Are You Pursuing a Multichannel Sales Strategy?
Offering customers more than one way (channel) to engage with your brand is critical, especially for small businesses trying to appeal to a broader demographic and geographic base.
During the pandemic, many brick-and-mortar stores were forced to close or implement stringent health safety protocols if they were lucky enough to be deemed essential and allowed to stay open. Many small businesses suffered financial hardship. However, some thrived in this dire situation. Those businesses that flourished often used a second sales channel to interact with their customers - online. Customers could browse these online stores anytime they liked, place an order, and wait for their shipment to arrive at their doorstep a couple of days later. Some stores with a physical location nearby also offered their customers to pick up their orders in-store (BOPIS), saving them the shipping charge.
Fast forward to today.

* Stored data
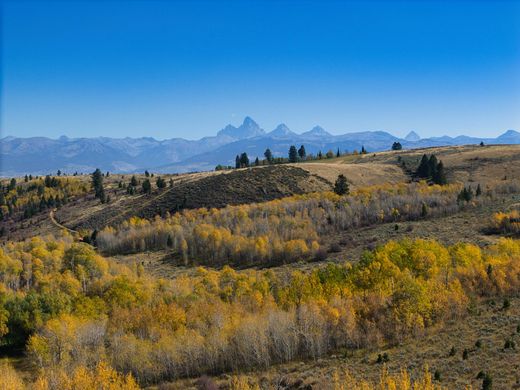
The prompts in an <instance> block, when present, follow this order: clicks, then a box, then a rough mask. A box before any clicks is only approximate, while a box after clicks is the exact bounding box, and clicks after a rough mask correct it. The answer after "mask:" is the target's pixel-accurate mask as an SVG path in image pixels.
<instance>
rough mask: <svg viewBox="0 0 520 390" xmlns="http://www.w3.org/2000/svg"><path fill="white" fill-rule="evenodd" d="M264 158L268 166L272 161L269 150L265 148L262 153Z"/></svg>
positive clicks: (271, 154) (271, 155)
mask: <svg viewBox="0 0 520 390" xmlns="http://www.w3.org/2000/svg"><path fill="white" fill-rule="evenodd" d="M264 156H265V158H266V160H267V162H268V163H269V164H270V163H271V162H272V161H273V154H272V153H271V149H269V148H267V149H266V150H265V152H264Z"/></svg>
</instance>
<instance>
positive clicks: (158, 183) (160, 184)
mask: <svg viewBox="0 0 520 390" xmlns="http://www.w3.org/2000/svg"><path fill="white" fill-rule="evenodd" d="M155 183H156V184H157V188H165V187H166V180H164V179H163V178H162V177H160V176H157V180H156V181H155Z"/></svg>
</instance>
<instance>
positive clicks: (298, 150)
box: [298, 145, 307, 160]
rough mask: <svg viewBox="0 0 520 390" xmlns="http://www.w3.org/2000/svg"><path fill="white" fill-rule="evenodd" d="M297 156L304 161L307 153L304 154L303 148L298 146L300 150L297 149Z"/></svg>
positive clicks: (303, 149) (301, 159) (304, 147)
mask: <svg viewBox="0 0 520 390" xmlns="http://www.w3.org/2000/svg"><path fill="white" fill-rule="evenodd" d="M298 156H300V159H301V160H305V157H306V156H307V153H306V152H305V146H303V145H302V146H300V149H298Z"/></svg>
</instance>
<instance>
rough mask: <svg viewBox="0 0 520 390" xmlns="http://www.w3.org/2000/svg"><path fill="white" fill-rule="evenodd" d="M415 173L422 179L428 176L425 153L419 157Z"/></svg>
mask: <svg viewBox="0 0 520 390" xmlns="http://www.w3.org/2000/svg"><path fill="white" fill-rule="evenodd" d="M416 174H417V176H418V177H420V178H422V179H426V178H428V177H430V165H429V164H428V156H426V155H425V154H423V156H422V158H421V162H420V163H419V166H418V167H417V171H416Z"/></svg>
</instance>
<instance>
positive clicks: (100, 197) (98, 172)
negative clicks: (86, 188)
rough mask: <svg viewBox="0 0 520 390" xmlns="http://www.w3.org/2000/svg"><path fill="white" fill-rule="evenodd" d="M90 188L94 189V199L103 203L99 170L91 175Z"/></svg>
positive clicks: (102, 198) (102, 176) (100, 174)
mask: <svg viewBox="0 0 520 390" xmlns="http://www.w3.org/2000/svg"><path fill="white" fill-rule="evenodd" d="M45 181H47V177H46V178H45ZM92 187H94V194H95V196H96V198H98V199H99V200H100V201H101V203H105V202H106V196H105V188H104V187H103V174H102V173H101V171H100V170H99V168H98V169H96V170H95V171H94V173H92Z"/></svg>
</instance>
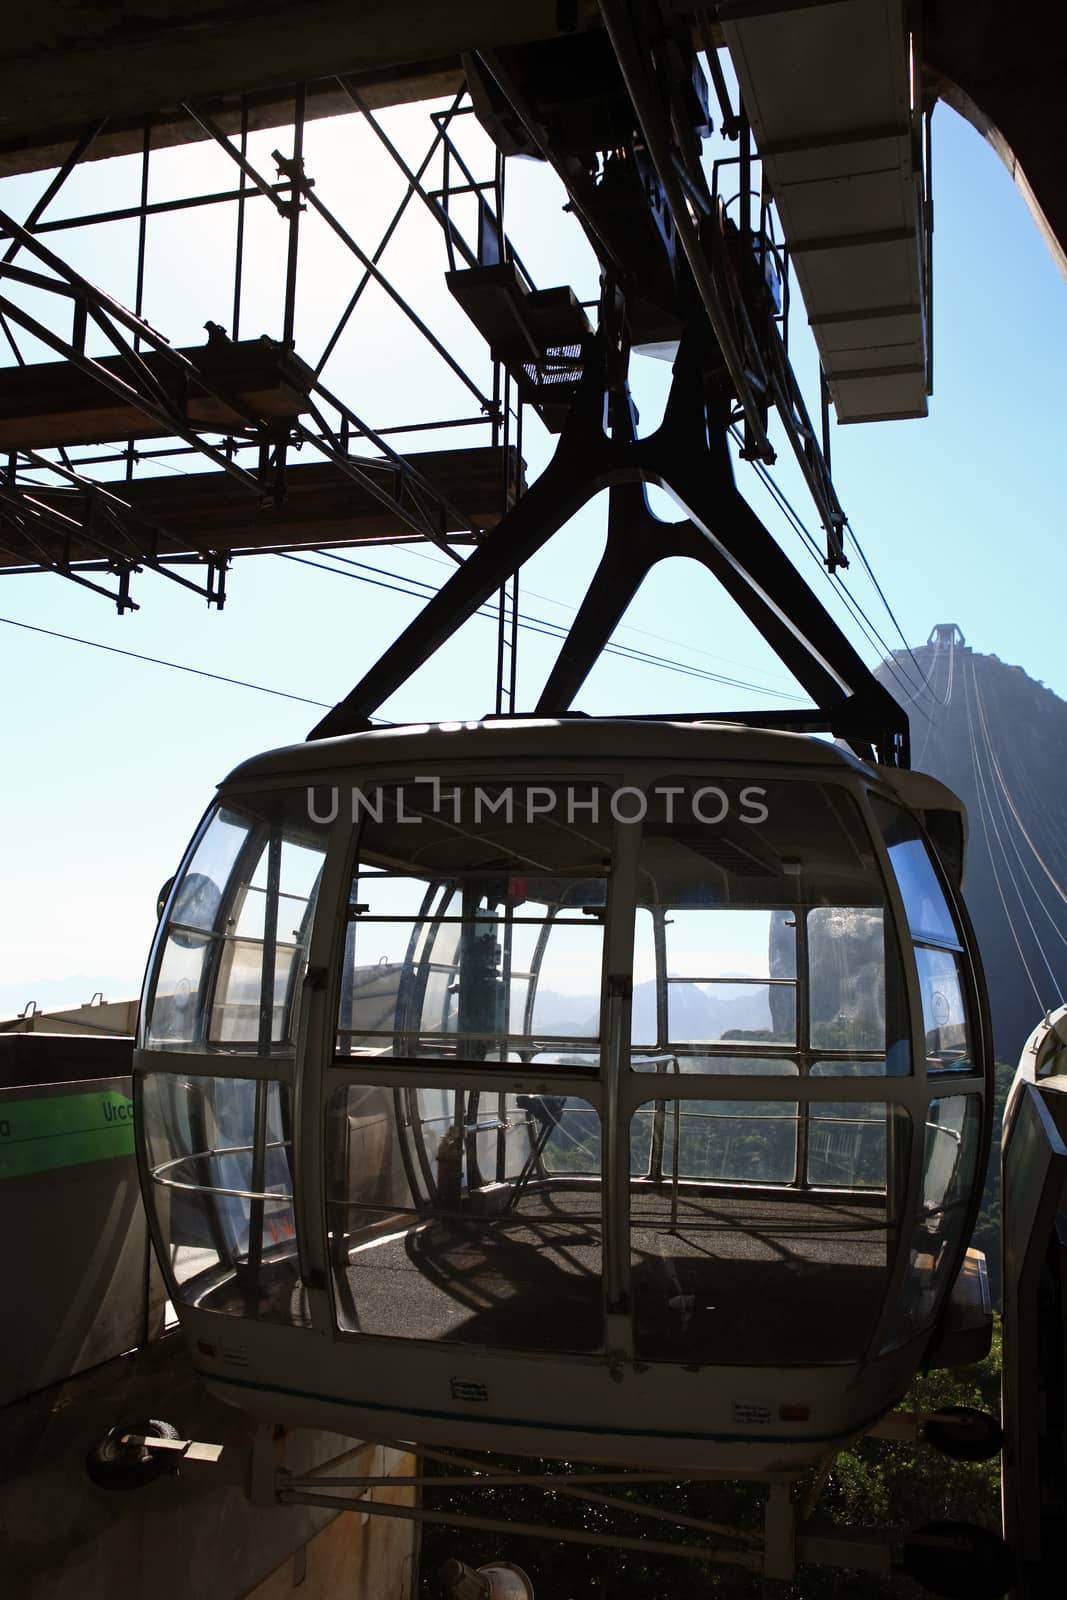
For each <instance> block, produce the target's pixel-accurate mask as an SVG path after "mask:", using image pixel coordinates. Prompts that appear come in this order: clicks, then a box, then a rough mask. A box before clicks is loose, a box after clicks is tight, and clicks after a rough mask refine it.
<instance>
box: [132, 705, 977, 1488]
mask: <svg viewBox="0 0 1067 1600" xmlns="http://www.w3.org/2000/svg"><path fill="white" fill-rule="evenodd" d="M934 842H937V846H939V848H936V843H934ZM961 842H963V814H961V806H960V803H958V802H957V800H955V797H953V795H950V794H949V790H945V789H944V787H942V786H941V784H936V782H934V781H933V779H928V778H921V776H918V774H912V773H904V771H888V770H881V768H873V766H865V765H862V763H861V762H859V760H857V758H856V757H853V755H849V754H848V752H845V750H841V749H838V747H835V746H830V744H827V742H821V741H817V739H811V738H806V736H800V734H787V733H768V731H758V730H752V728H741V726H729V725H715V723H702V725H699V723H694V725H683V723H673V725H670V723H661V725H654V723H638V722H625V720H605V722H589V720H573V722H558V723H557V722H537V720H515V722H494V723H488V725H477V723H472V725H454V726H451V728H440V726H438V728H397V730H387V731H373V733H365V734H355V736H350V738H342V739H330V741H322V742H318V744H304V746H298V747H291V749H283V750H277V752H274V754H270V755H264V757H259V758H258V760H253V762H248V763H245V765H243V766H240V768H237V771H235V773H234V774H232V776H230V778H229V779H227V781H226V782H224V784H222V786H221V790H219V798H218V802H216V805H214V806H213V808H211V811H210V813H208V816H206V818H205V821H203V824H202V826H200V829H198V832H197V835H195V838H194V842H192V845H190V848H189V853H187V856H186V861H184V864H182V867H181V872H179V874H178V878H176V882H174V885H173V890H171V893H170V899H168V904H166V909H165V914H163V918H162V923H160V931H158V938H157V946H155V952H154V957H152V962H150V968H149V979H147V990H146V997H144V1006H142V1022H141V1029H142V1032H141V1038H139V1050H138V1056H136V1070H138V1106H139V1123H138V1126H139V1146H141V1163H142V1181H144V1189H146V1197H147V1203H149V1211H150V1216H152V1221H154V1229H155V1238H157V1246H158V1251H160V1256H162V1259H163V1262H165V1269H166V1272H168V1277H170V1285H171V1294H173V1301H174V1306H176V1307H178V1312H179V1315H181V1320H182V1325H184V1330H186V1334H187V1338H189V1344H190V1350H192V1354H194V1360H195V1365H197V1368H198V1371H200V1373H202V1376H203V1378H205V1379H206V1382H208V1384H210V1387H211V1389H213V1390H214V1392H218V1394H219V1395H222V1397H224V1398H227V1400H230V1402H232V1403H237V1405H243V1406H248V1408H253V1410H256V1411H259V1413H262V1414H267V1416H272V1418H282V1419H286V1418H288V1419H293V1421H298V1419H299V1421H314V1422H315V1424H317V1426H323V1427H330V1429H338V1430H342V1432H349V1434H355V1435H360V1437H376V1435H378V1437H403V1438H416V1440H424V1442H427V1443H430V1442H438V1443H442V1442H446V1443H458V1442H461V1443H466V1445H469V1446H478V1448H496V1450H506V1451H515V1453H528V1454H539V1456H552V1454H566V1456H568V1458H571V1459H597V1461H608V1462H646V1464H649V1466H670V1467H675V1466H677V1467H693V1469H699V1467H705V1469H721V1470H729V1472H761V1470H766V1469H769V1467H771V1466H776V1467H779V1469H781V1467H789V1466H793V1464H795V1466H803V1464H805V1462H808V1461H813V1459H816V1458H819V1456H822V1454H825V1453H827V1450H829V1448H833V1446H835V1445H840V1443H841V1442H845V1440H848V1438H849V1437H854V1435H856V1434H859V1432H862V1430H864V1427H867V1426H869V1424H872V1422H873V1421H875V1419H877V1418H878V1416H880V1414H881V1413H885V1411H886V1410H888V1408H889V1406H891V1405H894V1403H896V1402H897V1398H899V1397H901V1395H902V1392H904V1390H905V1387H907V1384H909V1381H910V1378H912V1373H913V1371H915V1368H917V1366H918V1363H920V1362H921V1360H925V1358H929V1355H931V1349H934V1346H936V1341H937V1339H942V1341H944V1338H945V1325H947V1306H949V1304H950V1302H949V1293H950V1290H952V1288H953V1283H955V1280H957V1277H958V1275H960V1266H961V1261H963V1253H965V1245H966V1238H968V1235H969V1230H971V1224H973V1214H974V1206H976V1195H977V1186H979V1182H981V1173H982V1170H984V1152H985V1147H987V1141H989V1117H987V1096H989V1078H990V1070H989V1051H987V1030H985V1029H984V1022H982V1010H981V1003H979V992H981V976H979V970H977V958H976V954H974V947H973V942H971V936H969V931H968V922H966V915H965V912H963V907H961V904H960V898H958V880H960V869H961V854H963V850H961ZM965 1277H966V1275H960V1282H963V1278H965ZM971 1277H974V1274H971ZM965 1298H966V1296H965ZM958 1301H960V1290H958V1285H957V1293H955V1294H953V1298H952V1304H953V1306H957V1310H958ZM952 1315H955V1312H953V1314H952ZM950 1320H952V1318H950V1317H949V1322H950Z"/></svg>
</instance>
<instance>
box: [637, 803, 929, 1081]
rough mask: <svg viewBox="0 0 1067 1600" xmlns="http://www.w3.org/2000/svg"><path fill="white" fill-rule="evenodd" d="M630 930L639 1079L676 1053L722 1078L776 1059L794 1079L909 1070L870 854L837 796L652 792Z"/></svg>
mask: <svg viewBox="0 0 1067 1600" xmlns="http://www.w3.org/2000/svg"><path fill="white" fill-rule="evenodd" d="M709 797H718V800H717V803H715V805H713V806H712V798H709ZM633 931H635V942H633V1010H632V1032H630V1038H632V1046H633V1050H632V1064H633V1067H635V1069H638V1070H641V1069H643V1067H641V1064H643V1061H646V1059H654V1058H657V1056H672V1054H673V1056H677V1058H678V1059H686V1058H688V1059H701V1061H702V1062H704V1066H702V1067H701V1070H713V1067H710V1062H712V1061H713V1059H715V1058H717V1056H723V1058H731V1059H736V1058H739V1056H742V1054H745V1053H752V1054H765V1056H766V1054H769V1050H771V1048H781V1050H782V1051H784V1053H787V1054H789V1058H790V1059H792V1061H797V1062H798V1064H800V1070H801V1074H806V1072H808V1070H809V1067H811V1061H813V1058H814V1056H816V1054H817V1056H819V1058H830V1056H833V1054H840V1058H841V1059H843V1061H854V1059H862V1058H865V1059H869V1061H870V1062H873V1064H875V1066H877V1070H880V1072H883V1074H886V1072H889V1074H901V1072H907V1070H909V1069H910V1051H909V1021H907V1005H905V995H904V984H902V973H901V963H899V946H897V939H896V931H894V928H893V923H891V918H889V917H888V915H886V906H885V890H883V882H881V874H880V869H878V866H877V859H875V848H873V842H872V840H870V837H869V835H867V829H865V822H864V818H862V814H861V811H859V806H857V805H856V802H854V798H853V797H851V795H849V794H848V792H846V790H845V789H841V787H837V786H832V784H819V782H814V781H803V782H801V781H795V779H768V781H766V782H765V784H760V786H752V784H742V786H736V784H734V786H731V784H699V782H693V781H689V782H678V784H669V782H662V784H657V786H656V789H653V790H651V794H649V797H648V816H646V819H645V824H643V837H641V858H640V878H638V909H637V920H635V930H633ZM731 1070H733V1069H731ZM784 1070H790V1069H789V1066H787V1067H784Z"/></svg>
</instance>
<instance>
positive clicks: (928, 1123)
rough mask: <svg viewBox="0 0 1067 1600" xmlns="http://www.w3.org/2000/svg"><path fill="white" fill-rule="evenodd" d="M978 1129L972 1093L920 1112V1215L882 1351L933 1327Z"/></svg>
mask: <svg viewBox="0 0 1067 1600" xmlns="http://www.w3.org/2000/svg"><path fill="white" fill-rule="evenodd" d="M981 1128H982V1106H981V1099H979V1096H977V1094H952V1096H945V1098H942V1099H933V1101H931V1102H929V1107H928V1110H926V1130H925V1139H923V1182H921V1192H920V1202H918V1203H920V1211H918V1221H917V1222H915V1227H913V1232H912V1238H910V1254H909V1270H907V1277H905V1280H904V1283H902V1285H901V1299H899V1309H897V1317H896V1318H894V1323H893V1330H891V1334H889V1339H888V1341H886V1349H891V1347H893V1346H897V1344H904V1342H905V1341H907V1339H910V1338H913V1336H915V1334H917V1333H923V1331H926V1330H928V1328H931V1326H933V1322H934V1318H936V1315H937V1310H939V1307H941V1299H942V1296H944V1291H945V1290H947V1286H949V1270H950V1267H952V1266H953V1262H955V1261H957V1258H958V1251H960V1245H961V1243H963V1229H965V1226H966V1219H968V1210H969V1205H971V1189H973V1187H974V1176H976V1168H977V1150H979V1138H981Z"/></svg>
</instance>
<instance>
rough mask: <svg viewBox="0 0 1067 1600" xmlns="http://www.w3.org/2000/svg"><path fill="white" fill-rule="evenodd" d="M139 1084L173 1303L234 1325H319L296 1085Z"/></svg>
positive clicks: (150, 1202)
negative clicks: (302, 1242) (299, 1151)
mask: <svg viewBox="0 0 1067 1600" xmlns="http://www.w3.org/2000/svg"><path fill="white" fill-rule="evenodd" d="M138 1082H139V1085H141V1107H139V1136H141V1141H142V1149H144V1158H146V1165H147V1173H149V1197H150V1205H152V1213H154V1219H155V1227H157V1234H158V1237H160V1240H162V1245H163V1262H165V1267H166V1275H168V1278H170V1286H171V1294H173V1298H174V1299H176V1301H179V1302H181V1304H186V1306H197V1307H198V1309H200V1310H218V1312H226V1314H227V1315H230V1317H258V1318H259V1320H262V1322H283V1323H294V1325H306V1323H309V1312H307V1302H306V1296H304V1290H302V1286H301V1282H299V1266H298V1258H296V1219H294V1213H293V1104H291V1093H290V1090H288V1086H286V1085H283V1083H277V1082H269V1080H266V1078H258V1080H253V1078H208V1077H181V1075H178V1074H171V1072H149V1074H146V1075H144V1078H139V1080H138Z"/></svg>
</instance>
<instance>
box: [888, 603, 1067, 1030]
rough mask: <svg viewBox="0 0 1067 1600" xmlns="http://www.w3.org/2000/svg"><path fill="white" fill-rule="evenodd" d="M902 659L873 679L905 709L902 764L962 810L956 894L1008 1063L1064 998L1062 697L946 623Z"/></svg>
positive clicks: (894, 655) (937, 627) (1065, 703)
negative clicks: (958, 863)
mask: <svg viewBox="0 0 1067 1600" xmlns="http://www.w3.org/2000/svg"><path fill="white" fill-rule="evenodd" d="M912 654H913V658H915V659H913V661H912V656H909V653H905V651H896V653H894V662H893V666H891V667H889V666H888V664H886V666H883V667H881V670H880V674H878V675H880V677H881V682H883V683H885V685H886V688H889V690H891V691H893V694H896V696H897V699H901V701H904V704H905V706H907V710H909V714H910V718H912V766H913V768H915V770H917V771H925V773H929V774H931V776H933V778H939V779H941V781H942V782H944V784H947V786H949V787H950V789H953V790H955V792H957V794H958V795H960V798H961V800H963V802H965V805H966V808H968V818H969V838H968V864H966V878H965V899H966V904H968V909H969V912H971V918H973V922H974V930H976V934H977V942H979V949H981V952H982V963H984V966H985V978H987V982H989V994H990V1008H992V1016H993V1042H995V1048H997V1058H998V1059H1000V1061H1008V1062H1016V1061H1017V1059H1019V1051H1021V1050H1022V1045H1024V1043H1025V1038H1027V1035H1029V1034H1030V1030H1032V1029H1033V1027H1035V1026H1037V1024H1038V1022H1040V1019H1041V1016H1043V1013H1045V1011H1046V1010H1053V1008H1056V1006H1057V1005H1061V1003H1062V1000H1064V994H1065V992H1067V806H1065V805H1064V790H1065V786H1067V702H1065V701H1062V699H1061V698H1059V696H1057V694H1053V691H1051V690H1046V688H1045V685H1043V683H1038V682H1037V680H1035V678H1032V677H1029V675H1027V674H1025V672H1024V669H1022V667H1013V666H1008V664H1006V662H1003V661H1000V658H998V656H987V654H981V653H979V651H976V650H971V648H969V646H968V645H966V640H965V638H963V634H961V632H960V629H958V627H957V626H955V624H949V622H942V624H937V627H934V630H933V634H931V635H929V640H928V643H926V645H923V646H921V648H917V650H915V651H913V653H912ZM920 675H921V678H923V680H925V682H923V686H921V691H917V690H915V686H917V682H918V678H920ZM904 677H907V678H909V680H910V685H912V693H907V694H905V691H904V690H902V685H901V678H904Z"/></svg>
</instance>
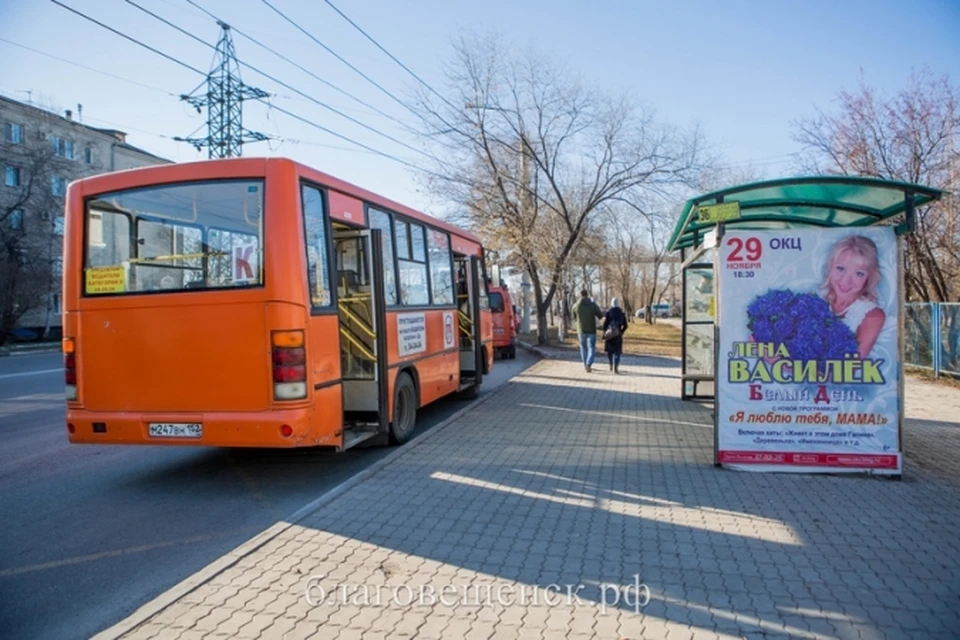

* Problem statement
Check each statement against the multichannel sales text. For each, answer yes or no and quote the words from the text that decide it.
1. Some small businesses did well during the pandemic.
2. Customers who picked up their orders in-store still paid a shipping charge.
3. Online shoppers could browse the stores only during set hours.

* Answer to this problem
1. Yes: "However, some thrived in this dire situation."
2. No: "saving them the shipping charge."
3. No: "Customers could browse these online stores anytime they liked"